▶ **Dataset**:
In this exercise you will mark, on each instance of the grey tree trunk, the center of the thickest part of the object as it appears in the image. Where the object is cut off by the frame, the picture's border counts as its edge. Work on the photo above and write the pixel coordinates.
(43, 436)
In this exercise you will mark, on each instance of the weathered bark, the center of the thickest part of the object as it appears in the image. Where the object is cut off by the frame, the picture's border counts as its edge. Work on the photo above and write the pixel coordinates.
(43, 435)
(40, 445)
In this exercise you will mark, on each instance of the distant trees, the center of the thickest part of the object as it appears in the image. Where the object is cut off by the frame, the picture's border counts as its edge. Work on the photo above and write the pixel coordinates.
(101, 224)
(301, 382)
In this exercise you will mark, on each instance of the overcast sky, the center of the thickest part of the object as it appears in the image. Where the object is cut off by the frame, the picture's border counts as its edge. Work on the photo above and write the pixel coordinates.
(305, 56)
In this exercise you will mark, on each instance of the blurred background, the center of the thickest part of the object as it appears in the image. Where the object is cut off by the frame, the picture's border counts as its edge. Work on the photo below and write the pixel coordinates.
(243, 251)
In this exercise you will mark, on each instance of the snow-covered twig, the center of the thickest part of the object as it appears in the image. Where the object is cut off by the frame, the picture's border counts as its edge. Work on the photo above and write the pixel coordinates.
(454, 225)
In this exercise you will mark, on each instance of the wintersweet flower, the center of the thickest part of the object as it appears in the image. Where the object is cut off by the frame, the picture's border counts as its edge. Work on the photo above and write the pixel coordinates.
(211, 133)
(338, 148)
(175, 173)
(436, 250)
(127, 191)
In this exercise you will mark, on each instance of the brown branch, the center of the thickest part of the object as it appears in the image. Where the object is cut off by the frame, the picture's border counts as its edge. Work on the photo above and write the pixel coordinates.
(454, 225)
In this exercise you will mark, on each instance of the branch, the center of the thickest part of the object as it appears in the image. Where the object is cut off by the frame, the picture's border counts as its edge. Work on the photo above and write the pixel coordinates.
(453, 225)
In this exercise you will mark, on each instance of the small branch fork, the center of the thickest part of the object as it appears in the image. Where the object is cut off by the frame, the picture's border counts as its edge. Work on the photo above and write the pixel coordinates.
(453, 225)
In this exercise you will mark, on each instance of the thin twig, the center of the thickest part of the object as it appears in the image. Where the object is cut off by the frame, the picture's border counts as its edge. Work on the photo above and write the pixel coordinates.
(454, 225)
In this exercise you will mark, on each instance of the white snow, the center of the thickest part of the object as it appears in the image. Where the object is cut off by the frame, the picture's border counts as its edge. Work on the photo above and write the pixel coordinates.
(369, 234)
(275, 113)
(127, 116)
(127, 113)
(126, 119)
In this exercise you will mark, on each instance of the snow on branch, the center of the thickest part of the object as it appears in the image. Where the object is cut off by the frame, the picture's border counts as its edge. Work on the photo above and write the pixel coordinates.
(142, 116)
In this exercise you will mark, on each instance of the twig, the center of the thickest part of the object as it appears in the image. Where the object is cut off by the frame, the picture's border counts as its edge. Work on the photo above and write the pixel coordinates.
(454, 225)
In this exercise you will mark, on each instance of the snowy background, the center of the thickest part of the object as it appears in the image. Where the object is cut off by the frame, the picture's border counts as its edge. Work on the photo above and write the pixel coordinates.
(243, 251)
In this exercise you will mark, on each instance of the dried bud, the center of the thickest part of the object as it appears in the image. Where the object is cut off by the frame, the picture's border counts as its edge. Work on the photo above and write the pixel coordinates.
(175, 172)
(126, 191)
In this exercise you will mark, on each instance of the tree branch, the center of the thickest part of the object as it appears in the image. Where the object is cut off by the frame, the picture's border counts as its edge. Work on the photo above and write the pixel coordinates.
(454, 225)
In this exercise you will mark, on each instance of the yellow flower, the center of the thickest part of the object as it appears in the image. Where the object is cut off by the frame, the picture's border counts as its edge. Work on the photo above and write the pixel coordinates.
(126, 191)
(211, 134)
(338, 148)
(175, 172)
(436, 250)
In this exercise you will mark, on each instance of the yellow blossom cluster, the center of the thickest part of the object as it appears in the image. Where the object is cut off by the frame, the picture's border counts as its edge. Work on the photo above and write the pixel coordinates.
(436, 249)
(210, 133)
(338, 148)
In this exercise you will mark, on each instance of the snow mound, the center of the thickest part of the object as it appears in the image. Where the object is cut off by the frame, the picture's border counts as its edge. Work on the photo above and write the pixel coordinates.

▶ **Assignment**:
Retype each record above so that every word stays exactly the same.

▶ **Solved problem**:
In this exercise you will mark, on each instance of the grey tree trunk, the center of the thickest part of the object as it appears in the image. Where the object is cut off by the frame, the picture's border counts as its edge. Work on the photo above and write the pixel coordinates.
(43, 436)
In this exercise you will mark, on each instance of the weathered bark, the center of the thickest part of the object as it appears in the image. Where the object is cut off by the frame, the picture's border counts as its edge. Work on the photo above and write the pixel coordinates.
(43, 435)
(40, 445)
In this exercise you will mark, on each instance of the distant trees, the center of the thickest part of the object as it appears in the image. Where the object is cut off by the frame, the picture's border counts as its edge. Work on the photo above and write the pixel coordinates.
(101, 224)
(301, 382)
In this exercise you will mark, on each instance of the overcast sky, the center of the thickest part of the object as it appears in the image. Where the object is cut off by the frame, the picture's border counts as its edge. Work on the photo above and write the pixel coordinates.
(305, 56)
In this exercise you will mark, on each instance of the blurred background, the center of the thickest part of the object as it appears in the image. Where the object is cut off by the frame, the picture's border counts as its edge. Work on the photo below and write the pixel coordinates.
(243, 251)
In this exercise you will mark, on each instance of the snow-covered twig, the center of the thickest part of the object as it appears in the image. Where the object is cut off by the frame, the picture's border counts as its edge. Work on the photo above and write the pixel coordinates.
(454, 225)
In this exercise you will mark, on each instance of the wintersweet flower, the center of the thickest part of the object as it appears in the image. Where the object is cut off by the frame, the picture's border counts as its edge. Work on the photo above and write the pixel coordinates.
(211, 133)
(338, 148)
(175, 173)
(436, 250)
(127, 191)
In this exercise you will mark, on each instance of the brown branch, the center of the thickest part of the object as it appears in the image. Where the object is cut off by the frame, the picture's border counts as its edge. Work on the photo above and write the pixel coordinates.
(454, 225)
In this exercise you will mark, on each instance of the branch, the center of the thickest part of the object as it appears in the image. Where the object is cut off by the frame, the picture's border counts as its edge. Work on the photo above and write the pixel coordinates.
(453, 225)
In this exercise you will mark, on each instance of the small branch fork, the center of the thickest part of the object as it appears in the image. Where the object is cut off by the frame, the picture's border counts as its edge. Work on the photo above and write the pixel coordinates.
(453, 225)
In this exercise you will mark, on each instance of the thin twig, the center of the thickest part of the object as it appears in the image. Where the object is cut off by the frame, the picture's border counts as its edge. Work on the photo above and write the pixel coordinates.
(454, 225)
In this exercise you will mark, on each instance of the white snow, the center of the thickest part of the object as it appears in the image. Where the object is cut off by the frame, the picture's border counts as its edge. Work on the photo above and write the pixel coordinates.
(369, 234)
(275, 113)
(127, 116)
(127, 113)
(126, 119)
In this exercise you will mark, on each instance of the snow on branch, the center of the thickest part of the object as it appears in the image. Where the object is cut off by the frame, the picture's border counts as its edge. Work on the photo above and write the pixel coordinates.
(142, 116)
In this exercise you will mark, on each instance of the twig, the center of the thickest part of the object as it appears in the image. Where the object is cut off by the frame, the picture's border counts as its edge. Work on the photo above and write the pixel coordinates.
(454, 225)
In this exercise you will mark, on each instance of the snowy background, the center of the thickest part of the object as it appears in the image. Where the object is cut off by the frame, the picture's border counts as its edge. Work on the photo above and write the pixel coordinates.
(243, 251)
In this exercise you will mark, on each instance of the dried bud, the center of the thickest part of the object as it appears in the image. Where the object is cut off by the frame, the picture's border counts as its edge. Work on the photo above and write the pixel coordinates.
(175, 172)
(126, 191)
In this exercise you will mark, on each instance of the tree branch, the center of the thickest part of the object as it appears in the image. Where the object is cut off by the frame, the picture's border counts as its edge. Work on the photo above and write the pixel coordinates.
(454, 225)
In this exercise you will mark, on each instance of the yellow flower, the center of the thickest part of the object as it appears in the image. Where the object is cut off by the frame, the picture's border counts as its edge. Work on the photo above and write the pixel coordinates.
(126, 191)
(211, 134)
(338, 148)
(175, 172)
(436, 250)
In this exercise you will mark, on each instance of the yellow blossom cluster, the center of the thickest part of the object as it appears in the image. Where the object is cut off by the frame, the picture's border counts as its edge. Work on the photo above and write the pixel coordinates.
(436, 249)
(210, 133)
(338, 148)
In this exercise you will mark, on each instance of the snow mound, the center of the thickest part of the object as it appears in the image. Where the object is cut off by the frame, the picture's border counts as its edge. Work on the photo above and write the pixel coordinates.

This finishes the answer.